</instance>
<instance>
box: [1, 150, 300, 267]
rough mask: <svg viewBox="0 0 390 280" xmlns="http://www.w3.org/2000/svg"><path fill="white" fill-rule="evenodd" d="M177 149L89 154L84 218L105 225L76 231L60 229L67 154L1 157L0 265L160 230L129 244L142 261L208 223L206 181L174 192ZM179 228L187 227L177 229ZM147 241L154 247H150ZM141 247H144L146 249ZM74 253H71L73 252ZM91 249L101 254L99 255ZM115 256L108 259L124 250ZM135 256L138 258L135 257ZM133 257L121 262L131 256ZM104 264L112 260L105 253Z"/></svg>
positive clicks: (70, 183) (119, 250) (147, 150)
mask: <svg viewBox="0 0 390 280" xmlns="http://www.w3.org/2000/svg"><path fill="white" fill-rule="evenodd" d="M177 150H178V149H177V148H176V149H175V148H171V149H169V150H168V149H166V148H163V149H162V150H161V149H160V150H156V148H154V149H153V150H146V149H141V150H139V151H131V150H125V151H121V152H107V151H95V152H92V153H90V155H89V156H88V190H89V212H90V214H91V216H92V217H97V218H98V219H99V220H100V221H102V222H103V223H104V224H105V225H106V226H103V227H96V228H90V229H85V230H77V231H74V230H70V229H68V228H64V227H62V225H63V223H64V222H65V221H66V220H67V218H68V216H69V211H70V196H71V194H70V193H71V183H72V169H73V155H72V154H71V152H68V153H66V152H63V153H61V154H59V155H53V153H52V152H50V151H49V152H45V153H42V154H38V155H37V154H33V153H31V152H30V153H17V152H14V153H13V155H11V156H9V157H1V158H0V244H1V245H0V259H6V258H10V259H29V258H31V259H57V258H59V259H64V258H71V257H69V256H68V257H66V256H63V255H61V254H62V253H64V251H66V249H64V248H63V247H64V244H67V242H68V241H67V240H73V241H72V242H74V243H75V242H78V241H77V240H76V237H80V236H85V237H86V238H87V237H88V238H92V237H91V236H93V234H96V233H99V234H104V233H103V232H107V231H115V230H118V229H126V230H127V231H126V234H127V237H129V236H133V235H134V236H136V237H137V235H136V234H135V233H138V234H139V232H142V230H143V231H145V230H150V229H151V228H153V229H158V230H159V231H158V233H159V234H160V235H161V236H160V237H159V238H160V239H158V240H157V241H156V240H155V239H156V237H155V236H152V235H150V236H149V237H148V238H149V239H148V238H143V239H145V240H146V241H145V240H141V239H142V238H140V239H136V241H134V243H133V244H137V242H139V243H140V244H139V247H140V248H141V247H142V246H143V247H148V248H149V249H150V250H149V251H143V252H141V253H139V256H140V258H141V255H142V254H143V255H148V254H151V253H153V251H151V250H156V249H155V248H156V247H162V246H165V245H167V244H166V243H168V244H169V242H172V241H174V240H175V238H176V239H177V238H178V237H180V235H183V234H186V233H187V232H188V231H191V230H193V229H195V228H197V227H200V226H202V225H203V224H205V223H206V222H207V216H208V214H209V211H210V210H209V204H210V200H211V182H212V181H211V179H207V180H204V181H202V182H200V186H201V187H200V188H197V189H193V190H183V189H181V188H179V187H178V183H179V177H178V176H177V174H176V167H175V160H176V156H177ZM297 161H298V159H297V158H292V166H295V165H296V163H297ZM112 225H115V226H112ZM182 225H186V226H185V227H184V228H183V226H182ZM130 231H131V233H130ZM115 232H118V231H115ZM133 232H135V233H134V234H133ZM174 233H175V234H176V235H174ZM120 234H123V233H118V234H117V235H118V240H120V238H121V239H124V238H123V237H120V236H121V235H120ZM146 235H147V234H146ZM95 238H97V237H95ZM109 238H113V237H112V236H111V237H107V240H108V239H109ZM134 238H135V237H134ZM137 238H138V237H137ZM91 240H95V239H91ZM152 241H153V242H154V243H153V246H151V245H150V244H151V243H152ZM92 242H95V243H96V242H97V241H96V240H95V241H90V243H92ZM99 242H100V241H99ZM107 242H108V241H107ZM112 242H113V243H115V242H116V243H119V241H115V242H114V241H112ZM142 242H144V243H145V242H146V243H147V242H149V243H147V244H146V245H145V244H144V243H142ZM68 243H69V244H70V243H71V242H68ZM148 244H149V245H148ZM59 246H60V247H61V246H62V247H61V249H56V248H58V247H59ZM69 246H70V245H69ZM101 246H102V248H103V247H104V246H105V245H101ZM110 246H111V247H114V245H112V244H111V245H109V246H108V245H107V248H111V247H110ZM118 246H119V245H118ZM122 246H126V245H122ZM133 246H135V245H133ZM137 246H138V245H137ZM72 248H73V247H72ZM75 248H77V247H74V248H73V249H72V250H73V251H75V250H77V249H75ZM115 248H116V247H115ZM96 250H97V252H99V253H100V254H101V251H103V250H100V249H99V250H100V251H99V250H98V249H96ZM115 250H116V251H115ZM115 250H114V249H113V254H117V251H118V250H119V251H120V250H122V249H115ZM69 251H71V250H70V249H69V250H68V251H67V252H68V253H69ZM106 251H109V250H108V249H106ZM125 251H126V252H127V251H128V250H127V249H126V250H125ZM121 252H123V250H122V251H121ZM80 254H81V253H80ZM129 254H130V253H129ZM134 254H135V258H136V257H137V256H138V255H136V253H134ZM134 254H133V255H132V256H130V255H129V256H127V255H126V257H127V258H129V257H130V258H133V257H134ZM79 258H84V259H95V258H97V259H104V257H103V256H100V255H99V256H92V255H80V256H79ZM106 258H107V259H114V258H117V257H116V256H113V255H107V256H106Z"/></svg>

###

**What you need to do**
Present every line of the records above as a Markdown table, with a column named "Row" for the row number and a column named "Record line" for the line itself, leaving out any blank lines.

**Written reply**
| Row | Record line |
|---|---|
| 1 | </instance> |
| 2 | <instance> |
| 3 | box: [1, 150, 300, 267] |
| 4 | rough mask: <svg viewBox="0 0 390 280" xmlns="http://www.w3.org/2000/svg"><path fill="white" fill-rule="evenodd" d="M177 149L89 154L84 218L105 225L76 231L60 229L67 154L1 157L0 265L160 230L129 244L142 261L208 223L206 181L174 192ZM179 228L187 227L177 229ZM147 241L154 247H150ZM141 247H144L146 249ZM74 253H71L73 252ZM91 249L101 254L99 255ZM115 256L108 259L124 250ZM135 256L138 258L135 257ZM133 257L121 262L131 256ZM104 264L112 260L105 253Z"/></svg> |
| 5 | positive clicks: (70, 183) (119, 250) (147, 150) |
| 6 | mask: <svg viewBox="0 0 390 280" xmlns="http://www.w3.org/2000/svg"><path fill="white" fill-rule="evenodd" d="M177 150H178V149H177V148H176V149H175V148H171V149H169V150H168V149H166V148H163V149H162V150H161V149H160V150H156V148H154V149H153V150H146V149H141V150H139V151H131V150H125V151H121V152H107V151H95V152H92V153H90V155H89V156H88V190H89V212H90V214H91V216H92V217H97V218H98V219H99V220H100V221H102V222H103V223H104V224H105V225H106V226H103V227H96V228H90V229H85V230H77V231H74V230H70V229H68V228H64V227H62V225H63V223H64V222H65V221H66V220H67V218H68V216H69V211H70V196H71V194H70V193H71V183H72V169H73V155H72V154H71V152H68V153H66V152H63V153H61V154H59V155H53V153H52V152H50V151H49V152H45V153H42V154H38V155H37V154H33V153H31V152H30V153H17V152H14V153H13V155H11V156H9V157H1V158H0V244H1V245H0V259H6V258H10V259H29V258H31V259H57V258H59V259H64V258H71V257H69V256H68V257H66V256H63V255H61V254H62V253H64V251H66V249H64V248H63V247H64V244H67V242H68V241H67V240H73V241H72V242H74V243H75V242H78V241H77V240H76V237H80V236H85V237H86V238H87V237H88V238H92V237H91V236H93V234H96V233H99V234H104V233H103V232H107V231H115V230H118V229H126V230H127V231H126V234H127V237H129V236H133V235H134V236H136V237H137V235H136V234H135V233H138V234H139V232H142V230H143V231H145V230H150V229H151V228H153V229H158V230H159V231H158V233H159V234H160V235H161V236H160V237H159V238H160V239H158V240H157V241H156V240H155V239H156V237H155V236H152V235H150V236H149V237H148V238H149V239H148V238H143V239H145V240H146V241H145V240H141V239H142V238H140V239H136V241H134V243H133V244H137V242H139V243H140V244H139V247H140V248H141V247H142V246H143V247H148V248H149V249H150V250H149V251H143V252H141V253H139V256H140V258H141V255H142V254H143V255H148V254H151V253H153V251H151V250H156V249H155V248H156V247H162V246H165V245H167V244H166V243H168V244H169V242H172V241H174V240H175V238H176V239H177V238H178V237H180V235H183V234H186V233H187V232H188V231H191V230H193V229H195V228H197V227H200V226H202V225H203V224H205V223H206V222H207V216H208V214H209V211H210V210H209V204H210V200H211V182H212V181H211V179H207V180H204V181H202V182H200V186H201V187H200V188H197V189H193V190H183V189H181V188H179V187H178V183H179V177H178V176H177V174H176V167H175V160H176V156H177ZM297 161H298V159H297V158H292V166H295V165H296V163H297ZM112 225H115V226H112ZM182 225H186V226H185V227H184V228H183V226H182ZM130 231H131V233H130ZM115 232H118V231H115ZM133 232H135V233H134V234H133ZM174 233H175V234H176V235H174ZM120 234H123V233H118V234H117V235H118V240H120V238H121V239H124V238H123V237H120V236H121V235H120ZM146 235H147V234H146ZM95 238H97V237H95ZM109 238H113V237H112V236H111V237H107V240H108V239H109ZM134 238H135V237H134ZM137 238H138V237H137ZM91 240H95V239H91ZM152 241H153V242H154V243H153V246H151V245H150V244H151V243H152ZM92 242H95V243H96V242H97V241H96V240H95V241H90V243H92ZM99 242H100V241H99ZM107 242H108V241H107ZM112 242H113V243H115V242H116V243H119V241H115V242H114V241H112ZM142 242H144V243H145V242H146V243H147V242H149V243H147V244H146V245H145V244H144V243H142ZM68 243H69V244H70V243H71V242H68ZM148 244H149V245H148ZM59 246H60V247H61V246H62V247H61V249H56V248H58V247H59ZM69 246H70V245H69ZM101 246H102V248H103V247H104V246H105V245H101ZM110 246H111V247H114V245H112V244H111V245H109V246H108V245H107V248H111V247H110ZM118 246H119V245H118ZM122 246H126V245H122ZM133 246H135V245H133ZM137 246H138V245H137ZM72 248H73V247H72ZM75 248H77V247H74V248H73V249H72V250H73V251H75V250H77V249H75ZM115 248H116V247H115ZM96 250H97V252H99V253H100V254H101V251H103V250H100V249H99V250H100V251H99V250H98V249H96ZM115 250H116V251H115ZM115 250H114V249H113V254H117V251H118V250H119V251H120V250H122V249H115ZM69 251H71V250H70V249H69V250H68V251H67V252H68V253H69ZM106 251H109V250H108V249H106ZM125 251H126V252H127V251H128V250H127V249H126V250H125ZM121 252H123V250H122V251H121ZM80 254H81V253H80ZM129 254H130V253H129ZM134 254H135V258H136V257H137V256H138V255H136V253H134ZM134 254H133V255H132V256H130V255H129V256H127V255H126V257H127V258H129V257H130V258H133V257H134ZM79 258H84V259H95V258H97V259H104V257H103V256H100V255H99V256H92V255H80V256H79ZM106 258H107V259H114V258H117V257H116V256H113V255H107V256H106Z"/></svg> |